**The request**
Filter the rows below, copying each line that contains the string "tree". Case counts.
##### Extracted entries #####
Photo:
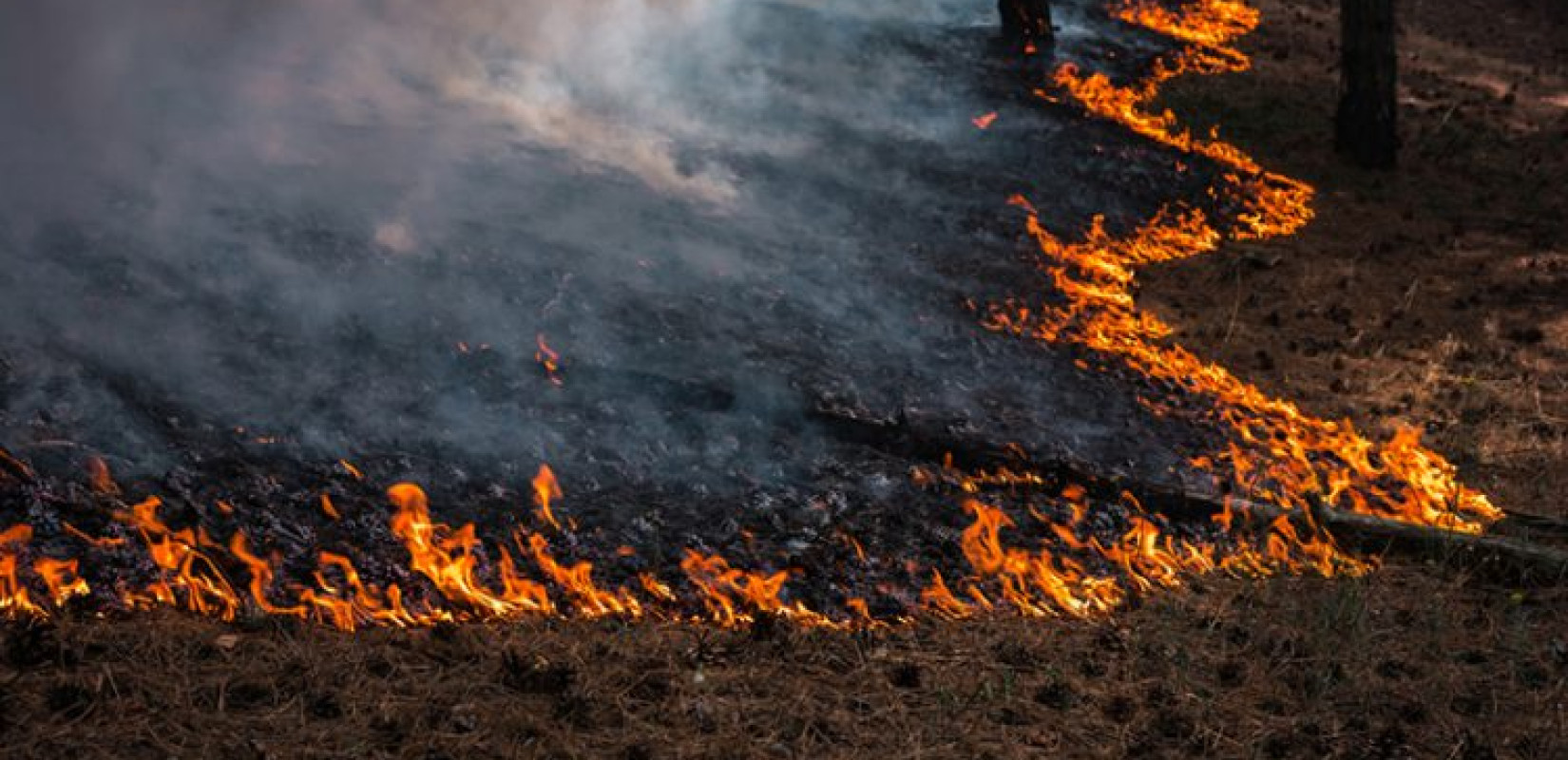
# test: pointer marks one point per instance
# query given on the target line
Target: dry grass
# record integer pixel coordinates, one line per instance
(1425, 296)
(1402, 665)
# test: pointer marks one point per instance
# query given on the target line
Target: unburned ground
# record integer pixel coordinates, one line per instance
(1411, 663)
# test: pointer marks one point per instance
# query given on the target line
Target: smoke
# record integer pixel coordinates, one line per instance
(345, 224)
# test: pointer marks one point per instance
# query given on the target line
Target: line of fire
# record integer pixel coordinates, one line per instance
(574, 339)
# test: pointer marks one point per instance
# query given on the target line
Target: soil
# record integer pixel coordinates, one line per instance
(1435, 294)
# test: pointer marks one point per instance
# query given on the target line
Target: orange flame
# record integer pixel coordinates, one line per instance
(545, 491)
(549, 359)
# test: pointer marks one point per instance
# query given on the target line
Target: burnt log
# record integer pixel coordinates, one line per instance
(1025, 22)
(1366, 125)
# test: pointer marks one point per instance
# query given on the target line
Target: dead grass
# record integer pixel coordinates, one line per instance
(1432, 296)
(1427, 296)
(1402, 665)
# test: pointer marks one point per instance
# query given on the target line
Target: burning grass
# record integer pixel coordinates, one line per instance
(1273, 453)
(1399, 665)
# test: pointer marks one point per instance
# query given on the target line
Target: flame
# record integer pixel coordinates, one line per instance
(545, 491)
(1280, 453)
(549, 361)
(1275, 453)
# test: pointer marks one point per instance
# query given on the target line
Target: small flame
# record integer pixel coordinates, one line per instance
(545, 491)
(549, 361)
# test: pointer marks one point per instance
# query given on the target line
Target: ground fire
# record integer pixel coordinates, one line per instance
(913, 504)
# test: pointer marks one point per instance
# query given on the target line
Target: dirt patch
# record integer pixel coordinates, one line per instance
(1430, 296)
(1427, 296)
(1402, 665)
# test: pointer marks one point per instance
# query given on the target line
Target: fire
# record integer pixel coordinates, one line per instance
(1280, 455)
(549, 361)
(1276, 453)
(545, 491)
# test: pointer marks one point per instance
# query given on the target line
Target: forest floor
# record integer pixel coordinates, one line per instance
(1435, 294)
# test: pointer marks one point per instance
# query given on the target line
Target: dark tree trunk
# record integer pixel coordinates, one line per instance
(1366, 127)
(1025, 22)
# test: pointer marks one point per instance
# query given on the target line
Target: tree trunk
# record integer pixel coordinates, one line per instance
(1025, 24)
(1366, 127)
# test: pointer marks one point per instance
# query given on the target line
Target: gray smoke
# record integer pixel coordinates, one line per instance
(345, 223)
#####
**Answer to this task**
Target: dark tree trunk
Target: tree trunk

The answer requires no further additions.